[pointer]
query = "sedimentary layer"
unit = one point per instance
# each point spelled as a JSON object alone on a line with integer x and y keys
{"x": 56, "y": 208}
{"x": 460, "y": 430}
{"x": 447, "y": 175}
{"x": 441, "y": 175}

#### Written request
Rewrite every line of the data above as a numbered list, skipping any blank lines.

#### Expected answer
1. [pointer]
2. query = "sedimentary layer"
3. unit = one point per instance
4. # each point spelled as a JSON object alone on a line with integer x and y keys
5. {"x": 56, "y": 208}
6. {"x": 460, "y": 430}
7. {"x": 447, "y": 175}
8. {"x": 441, "y": 175}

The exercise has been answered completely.